# EXCERPTED PASSAGE:
Stellar Armada: building the game boards

As I mentioned in my previous Stellar Armada article I was sent a preview copy of the print-and-play files for the game, which necessitated building my own boards and sourcing my own markers. I’m going to give a quick rundown of how I did this in case any of you want to take a similar route, as several of the backing options include access to those files. The same technique should also apply to other print-and-play games. This is going to be very quick and straightforward because I’m not a crafts person myself, though according to Jerason Banes, the game’s creator, the final print-and-play files will have instructions for alternative methods so look out for those as well.

The first step is to print out the boards. The quality of mine wasn’t as good as it could have been because I have an inkjet printer, which isn’t great at the sort of detail required for these boards. A laser printer should give better results. I printed on to reasonable quality 100 gsm paper, which should be roughly equivalent to your typical printer paper. To make playing a little easier for me and Jupiter while we learned the ropes I scaled up the boards before printing so that two of them used up the majority of an A4 sheet of paper. This is rather larger than the “official” board size and had the unintended side effect of 5p coins being the perfect size for markers. Once the boards are printed you need to cut them out. It’s a good idea to leave a border around the edge because the next step won’t be exact and this allows you to get a more consistent finish.

# DATASET EXTRACT:
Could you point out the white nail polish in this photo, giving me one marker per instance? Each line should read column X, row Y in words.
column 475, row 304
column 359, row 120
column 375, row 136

# WHAT YOU SHOULD DO:
Can you write out, word for word, everything in the Stellar Armada board-building article above from "The first step" down to "more consistent finish."?

# SOLUTION FOR THIS PROBLEM:
The first step is to print out the boards. The quality of mine wasn’t as good as it could have been because I have an inkjet printer, which isn’t great at the sort of detail required for these boards. A laser printer should give better results. I printed on to reasonable quality 100 gsm paper, which should be roughly equivalent to your typical printer paper. To make playing a little easier for me and Jupiter while we learned the ropes I scaled up the boards before printing so that two of them used up the majority of an A4 sheet of paper. This is rather larger than the “official” board size and had the unintended side effect of 5p coins being the perfect size for markers. Once the boards are printed you need to cut them out. It’s a good idea to leave a border around the edge because the next step won’t be exact and this allows you to get a more consistent finish.